• **DOCUMENT SECTION**

-.-.-

Forecasting time series with gradient boosting: Skforecast, XGBoost, LightGBM and CatBoost

If you like  Skforecast ,  help us giving a star on   GitHub! ⭐️

Forecasting time series with gradient boosting: Skforecast, XGBoost, LightGBM, Scikit-learn and CatBoost

Joaquín Amat Rodrigo, Javier Escobar Ortiz
February, 2021 (last update August 2024)

Introduction

Gradient boosting models have gained popularity in the machine learning community due to their ability to achieve excellent results in a wide range of use cases, including both regression and classification. Although these models have traditionally been less common in forecasting, they can be highly effective in this domain. Some of the key benefits of using gradient boosting models for forecasting include:

  • The ease with which exogenous variables can be included in the model, in addition to autoregressive variables.

  • The ability to capture non-linear relationships between variables.

  • High scalability, allowing models to handle large volumes of data.

  • Some implementations allow the inclusion of categorical variables without the need for additional encoding, such as one-hot encoding.

Despite these benefits, the use of machine learning models for forecasting can present several challenges that can make analysts reluctant to use them, the main ones being:

  • Transforming the data so that it can be used as a regression problem.

  • Depending on how many future predictions are needed (prediction horizon), an iterative process may be required where each new prediction is based on previous ones.

  • Model validation requires specific strategies such as backtesting, walk-forward validation or time series cross-validation. Traditional cross-validation cannot be used.

The skforecast library provides automated solutions to these challenges, making it easier to apply and validate machine learning models to forecasting problems. The library supports several advanced gradient boosting models, including XGBoost, LightGBM, Catboost and scikit-learn HistGradientBoostingRegressor. This document shows how to use them to build accurate forecasting models. To ensure a smooth learning experience, an initial exploration of the data is performed. Then, the modeling process is explained step by step, starting with a recursive model utilizing a LightGBM regressor and moving on to a model incorporating exogenous variables and various coding strategies. The document concludes by demonstrating the use of other gradient boosting model implementations, including XGBoost, CatBoost, and the scikit-learn HistGradientBoostingRegressor.

✎ Note

Machine learning models do not always outperform statistical learning models such as AR, ARIMA or Exponential Smoothing. Which one works best depends largely on the characteristics of the use case to which it is applied. Visit ARIMA and SARIMAX models with skforecast to learn more about statistical models.

✎ Note

Additional examples of how using gradient boosting models for forecasting can be found in the documents Forecasting energy demand with machine learning and Global Forecasting Models.

-.-.-

Dataset entries
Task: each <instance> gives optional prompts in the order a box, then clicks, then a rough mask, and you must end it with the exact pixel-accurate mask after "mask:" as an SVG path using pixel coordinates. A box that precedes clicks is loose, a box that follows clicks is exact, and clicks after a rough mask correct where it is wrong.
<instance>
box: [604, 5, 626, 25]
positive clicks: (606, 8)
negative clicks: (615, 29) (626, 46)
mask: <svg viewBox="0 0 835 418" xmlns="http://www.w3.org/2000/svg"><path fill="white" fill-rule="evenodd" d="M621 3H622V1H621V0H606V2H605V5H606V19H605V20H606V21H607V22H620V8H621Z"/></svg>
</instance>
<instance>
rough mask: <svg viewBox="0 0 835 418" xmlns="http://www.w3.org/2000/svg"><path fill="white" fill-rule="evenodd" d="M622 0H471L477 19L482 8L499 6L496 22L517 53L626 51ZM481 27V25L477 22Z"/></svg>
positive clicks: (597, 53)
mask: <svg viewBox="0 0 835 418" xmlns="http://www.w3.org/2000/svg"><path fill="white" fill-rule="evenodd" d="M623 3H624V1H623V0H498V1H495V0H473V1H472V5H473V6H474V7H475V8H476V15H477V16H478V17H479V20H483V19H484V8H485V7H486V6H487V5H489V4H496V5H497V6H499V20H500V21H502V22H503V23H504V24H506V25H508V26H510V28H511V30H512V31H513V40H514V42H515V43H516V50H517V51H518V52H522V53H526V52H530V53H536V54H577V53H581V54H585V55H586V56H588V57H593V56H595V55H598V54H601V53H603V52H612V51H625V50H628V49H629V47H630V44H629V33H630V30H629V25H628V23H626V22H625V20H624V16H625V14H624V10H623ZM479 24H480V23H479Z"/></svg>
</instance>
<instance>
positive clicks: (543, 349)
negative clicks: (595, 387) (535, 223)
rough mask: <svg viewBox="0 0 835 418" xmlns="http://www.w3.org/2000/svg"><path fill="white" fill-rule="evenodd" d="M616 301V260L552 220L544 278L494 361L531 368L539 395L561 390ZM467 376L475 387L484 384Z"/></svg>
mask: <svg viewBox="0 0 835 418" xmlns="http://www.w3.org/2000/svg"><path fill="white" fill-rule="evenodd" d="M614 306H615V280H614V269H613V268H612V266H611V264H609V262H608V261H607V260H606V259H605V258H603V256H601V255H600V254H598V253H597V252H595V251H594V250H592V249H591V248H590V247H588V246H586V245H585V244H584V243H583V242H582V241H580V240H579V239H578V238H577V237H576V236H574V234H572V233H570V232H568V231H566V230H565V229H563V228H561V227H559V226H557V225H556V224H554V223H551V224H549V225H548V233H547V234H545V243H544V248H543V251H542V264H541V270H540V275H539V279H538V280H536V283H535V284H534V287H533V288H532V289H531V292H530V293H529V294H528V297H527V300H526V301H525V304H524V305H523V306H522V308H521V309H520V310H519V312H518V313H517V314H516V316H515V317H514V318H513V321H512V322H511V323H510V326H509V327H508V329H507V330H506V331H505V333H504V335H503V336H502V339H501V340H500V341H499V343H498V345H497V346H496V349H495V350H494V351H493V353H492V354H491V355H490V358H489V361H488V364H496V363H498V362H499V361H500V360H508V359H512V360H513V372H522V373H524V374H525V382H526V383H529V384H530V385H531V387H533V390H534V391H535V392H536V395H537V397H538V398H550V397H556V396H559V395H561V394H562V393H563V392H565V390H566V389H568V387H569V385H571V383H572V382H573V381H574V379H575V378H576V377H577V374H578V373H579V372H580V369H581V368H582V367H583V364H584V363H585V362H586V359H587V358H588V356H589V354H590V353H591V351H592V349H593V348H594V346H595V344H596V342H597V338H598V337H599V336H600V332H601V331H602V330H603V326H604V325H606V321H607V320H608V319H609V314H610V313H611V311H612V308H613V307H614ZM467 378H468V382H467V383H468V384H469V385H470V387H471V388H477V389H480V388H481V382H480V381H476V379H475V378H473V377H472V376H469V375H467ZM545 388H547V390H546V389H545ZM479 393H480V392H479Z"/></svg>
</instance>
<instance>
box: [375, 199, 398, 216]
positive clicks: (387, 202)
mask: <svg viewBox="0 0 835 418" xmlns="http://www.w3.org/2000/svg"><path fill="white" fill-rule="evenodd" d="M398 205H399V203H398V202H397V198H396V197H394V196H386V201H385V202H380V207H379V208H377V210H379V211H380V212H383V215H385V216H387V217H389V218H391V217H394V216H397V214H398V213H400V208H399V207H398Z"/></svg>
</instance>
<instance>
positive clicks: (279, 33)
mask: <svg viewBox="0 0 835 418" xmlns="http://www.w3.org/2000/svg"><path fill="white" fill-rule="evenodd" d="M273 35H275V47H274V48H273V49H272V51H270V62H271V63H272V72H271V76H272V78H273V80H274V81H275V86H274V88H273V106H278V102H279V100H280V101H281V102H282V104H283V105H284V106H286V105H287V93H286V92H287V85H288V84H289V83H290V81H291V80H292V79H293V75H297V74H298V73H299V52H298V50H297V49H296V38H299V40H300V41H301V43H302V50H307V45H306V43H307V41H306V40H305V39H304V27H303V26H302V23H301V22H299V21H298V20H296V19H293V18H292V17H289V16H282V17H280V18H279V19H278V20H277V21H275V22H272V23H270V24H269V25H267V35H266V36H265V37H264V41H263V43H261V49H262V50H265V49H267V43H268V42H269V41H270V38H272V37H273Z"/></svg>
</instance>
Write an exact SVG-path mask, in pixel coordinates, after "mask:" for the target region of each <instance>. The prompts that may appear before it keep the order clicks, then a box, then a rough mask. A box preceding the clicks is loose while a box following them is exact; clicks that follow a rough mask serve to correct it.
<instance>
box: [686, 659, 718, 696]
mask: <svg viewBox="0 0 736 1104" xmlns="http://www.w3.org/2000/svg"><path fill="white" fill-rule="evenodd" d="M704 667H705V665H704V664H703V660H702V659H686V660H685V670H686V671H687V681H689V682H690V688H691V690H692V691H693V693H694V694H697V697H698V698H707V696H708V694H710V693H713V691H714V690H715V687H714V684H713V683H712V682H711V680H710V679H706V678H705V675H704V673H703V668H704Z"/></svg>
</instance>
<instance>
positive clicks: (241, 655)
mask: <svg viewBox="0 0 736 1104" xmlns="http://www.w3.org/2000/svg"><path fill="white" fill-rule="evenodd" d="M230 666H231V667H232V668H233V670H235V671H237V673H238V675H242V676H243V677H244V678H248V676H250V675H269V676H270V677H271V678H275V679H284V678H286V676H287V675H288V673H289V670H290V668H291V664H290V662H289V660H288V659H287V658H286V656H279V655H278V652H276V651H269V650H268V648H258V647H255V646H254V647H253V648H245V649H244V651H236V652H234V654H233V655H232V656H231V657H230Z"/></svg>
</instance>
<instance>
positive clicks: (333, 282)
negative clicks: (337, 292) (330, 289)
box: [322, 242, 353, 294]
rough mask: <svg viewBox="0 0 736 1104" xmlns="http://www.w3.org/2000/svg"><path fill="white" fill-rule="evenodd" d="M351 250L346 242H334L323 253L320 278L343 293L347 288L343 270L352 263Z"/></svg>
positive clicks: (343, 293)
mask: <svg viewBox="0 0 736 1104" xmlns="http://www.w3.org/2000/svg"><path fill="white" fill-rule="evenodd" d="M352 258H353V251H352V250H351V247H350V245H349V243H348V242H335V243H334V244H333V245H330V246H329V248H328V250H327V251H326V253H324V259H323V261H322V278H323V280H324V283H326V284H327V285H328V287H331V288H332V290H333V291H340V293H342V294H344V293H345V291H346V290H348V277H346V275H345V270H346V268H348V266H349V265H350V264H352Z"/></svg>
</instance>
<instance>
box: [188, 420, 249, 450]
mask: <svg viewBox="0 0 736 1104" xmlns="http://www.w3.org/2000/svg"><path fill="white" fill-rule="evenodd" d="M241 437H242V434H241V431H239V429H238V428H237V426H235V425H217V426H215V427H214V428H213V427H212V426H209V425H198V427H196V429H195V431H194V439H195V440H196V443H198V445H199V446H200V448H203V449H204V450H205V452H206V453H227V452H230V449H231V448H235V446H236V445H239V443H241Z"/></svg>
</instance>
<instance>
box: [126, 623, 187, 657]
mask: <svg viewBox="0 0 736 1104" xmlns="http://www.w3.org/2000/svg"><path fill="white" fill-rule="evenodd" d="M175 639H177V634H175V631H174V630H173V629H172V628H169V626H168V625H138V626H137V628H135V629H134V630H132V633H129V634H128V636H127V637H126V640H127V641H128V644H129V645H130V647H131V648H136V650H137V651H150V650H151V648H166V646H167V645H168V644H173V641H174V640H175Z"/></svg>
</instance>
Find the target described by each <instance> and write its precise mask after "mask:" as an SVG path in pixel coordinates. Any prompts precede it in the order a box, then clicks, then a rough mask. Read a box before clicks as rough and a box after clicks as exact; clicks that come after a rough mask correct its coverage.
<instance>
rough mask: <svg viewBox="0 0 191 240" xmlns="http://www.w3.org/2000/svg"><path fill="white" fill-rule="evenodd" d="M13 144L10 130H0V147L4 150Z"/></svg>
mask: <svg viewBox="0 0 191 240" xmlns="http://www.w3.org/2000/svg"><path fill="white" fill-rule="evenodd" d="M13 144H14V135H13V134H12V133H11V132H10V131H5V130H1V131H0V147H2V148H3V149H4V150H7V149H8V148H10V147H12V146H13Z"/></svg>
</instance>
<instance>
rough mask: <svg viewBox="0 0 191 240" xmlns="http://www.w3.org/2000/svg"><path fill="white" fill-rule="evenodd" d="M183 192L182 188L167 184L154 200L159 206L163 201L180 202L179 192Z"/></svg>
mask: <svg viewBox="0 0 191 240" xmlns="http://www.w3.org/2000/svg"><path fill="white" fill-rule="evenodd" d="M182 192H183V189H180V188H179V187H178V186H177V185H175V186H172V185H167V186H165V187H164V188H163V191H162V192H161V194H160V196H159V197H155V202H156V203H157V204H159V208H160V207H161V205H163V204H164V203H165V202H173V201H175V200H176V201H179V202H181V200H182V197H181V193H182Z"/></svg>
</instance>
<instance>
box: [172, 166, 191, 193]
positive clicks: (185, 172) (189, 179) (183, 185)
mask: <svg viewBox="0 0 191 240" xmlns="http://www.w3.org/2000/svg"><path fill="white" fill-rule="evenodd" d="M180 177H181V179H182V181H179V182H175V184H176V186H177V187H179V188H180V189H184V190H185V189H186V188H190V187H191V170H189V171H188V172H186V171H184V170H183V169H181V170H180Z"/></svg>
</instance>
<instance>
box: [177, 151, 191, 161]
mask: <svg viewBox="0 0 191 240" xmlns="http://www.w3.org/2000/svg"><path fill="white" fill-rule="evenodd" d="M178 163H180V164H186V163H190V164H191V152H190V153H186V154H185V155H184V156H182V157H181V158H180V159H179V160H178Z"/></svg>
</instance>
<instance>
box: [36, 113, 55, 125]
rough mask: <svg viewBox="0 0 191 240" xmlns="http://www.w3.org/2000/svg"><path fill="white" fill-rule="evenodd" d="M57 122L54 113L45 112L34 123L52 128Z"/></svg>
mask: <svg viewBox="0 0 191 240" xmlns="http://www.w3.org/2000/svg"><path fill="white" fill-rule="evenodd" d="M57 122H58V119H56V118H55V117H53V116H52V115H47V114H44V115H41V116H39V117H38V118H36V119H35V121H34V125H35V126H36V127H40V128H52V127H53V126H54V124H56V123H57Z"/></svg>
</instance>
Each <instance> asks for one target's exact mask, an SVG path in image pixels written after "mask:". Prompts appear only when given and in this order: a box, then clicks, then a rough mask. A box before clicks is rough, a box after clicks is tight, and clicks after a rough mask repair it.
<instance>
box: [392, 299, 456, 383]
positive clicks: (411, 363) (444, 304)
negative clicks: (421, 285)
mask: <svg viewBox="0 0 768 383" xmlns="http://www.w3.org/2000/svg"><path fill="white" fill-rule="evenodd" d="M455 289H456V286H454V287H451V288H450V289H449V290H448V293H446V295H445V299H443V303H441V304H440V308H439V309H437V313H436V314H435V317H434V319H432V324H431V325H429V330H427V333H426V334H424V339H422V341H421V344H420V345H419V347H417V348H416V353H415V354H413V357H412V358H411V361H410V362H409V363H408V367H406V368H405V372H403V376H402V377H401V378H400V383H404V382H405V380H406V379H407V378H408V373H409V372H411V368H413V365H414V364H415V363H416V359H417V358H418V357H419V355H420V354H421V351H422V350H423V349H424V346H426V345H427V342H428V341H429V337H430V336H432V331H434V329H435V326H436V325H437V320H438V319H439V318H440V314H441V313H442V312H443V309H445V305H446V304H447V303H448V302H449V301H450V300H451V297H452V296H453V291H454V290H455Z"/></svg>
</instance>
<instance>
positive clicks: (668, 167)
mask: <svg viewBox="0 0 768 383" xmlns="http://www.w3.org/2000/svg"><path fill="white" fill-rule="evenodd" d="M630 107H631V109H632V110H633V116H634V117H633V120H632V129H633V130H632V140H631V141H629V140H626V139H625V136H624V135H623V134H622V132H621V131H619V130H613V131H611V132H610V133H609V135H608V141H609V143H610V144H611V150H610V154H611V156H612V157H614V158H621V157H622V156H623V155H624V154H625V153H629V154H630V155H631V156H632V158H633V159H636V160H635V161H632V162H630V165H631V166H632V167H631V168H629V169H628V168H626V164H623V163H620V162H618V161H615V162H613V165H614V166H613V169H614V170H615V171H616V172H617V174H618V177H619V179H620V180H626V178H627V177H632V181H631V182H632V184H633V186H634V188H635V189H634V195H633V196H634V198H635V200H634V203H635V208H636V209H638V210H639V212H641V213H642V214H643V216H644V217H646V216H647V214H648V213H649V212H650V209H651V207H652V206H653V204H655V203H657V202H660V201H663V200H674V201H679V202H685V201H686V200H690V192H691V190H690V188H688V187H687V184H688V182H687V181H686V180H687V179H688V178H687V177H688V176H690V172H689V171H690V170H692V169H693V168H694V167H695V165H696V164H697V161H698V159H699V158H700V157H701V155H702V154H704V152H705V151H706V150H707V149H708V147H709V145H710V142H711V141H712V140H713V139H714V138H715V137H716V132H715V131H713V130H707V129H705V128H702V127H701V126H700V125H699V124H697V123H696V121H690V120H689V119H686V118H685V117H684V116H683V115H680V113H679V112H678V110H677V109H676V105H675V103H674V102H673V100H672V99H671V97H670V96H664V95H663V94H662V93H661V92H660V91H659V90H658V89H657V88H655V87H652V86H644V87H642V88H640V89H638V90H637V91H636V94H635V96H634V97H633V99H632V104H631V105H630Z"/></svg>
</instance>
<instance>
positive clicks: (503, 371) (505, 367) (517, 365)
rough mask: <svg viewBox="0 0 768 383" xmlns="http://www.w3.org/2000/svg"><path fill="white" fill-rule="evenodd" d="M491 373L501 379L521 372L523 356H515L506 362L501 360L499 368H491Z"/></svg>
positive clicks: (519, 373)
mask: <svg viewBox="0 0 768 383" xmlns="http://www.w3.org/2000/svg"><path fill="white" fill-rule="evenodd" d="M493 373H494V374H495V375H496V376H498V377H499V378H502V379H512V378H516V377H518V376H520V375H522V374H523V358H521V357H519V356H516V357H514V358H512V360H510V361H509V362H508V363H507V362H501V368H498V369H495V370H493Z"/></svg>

-.-.-

• **TASK PROMPT**
Please edit the passage of the gradient boosting forecasting page between "Joaquín Amat Rodrigo, Javier" and "to autoregressive variables.", inclusive, replacing "excellent" with "outstanding", and give the revised passage. This material was drawn from a separate source.

• **ANSWER FOR THIS EXERCISE**
Joaquín Amat Rodrigo, Javier Escobar Ortiz
February, 2021 (last update August 2024)

Introduction

Gradient boosting models have gained popularity in the machine learning community due to their ability to achieve outstanding results in a wide range of use cases, including both regression and classification. Although these models have traditionally been less common in forecasting, they can be highly effective in this domain. Some of the key benefits of using gradient boosting models for forecasting include:

  • The ease with which exogenous variables can be included in the model, in addition to autoregressive variables.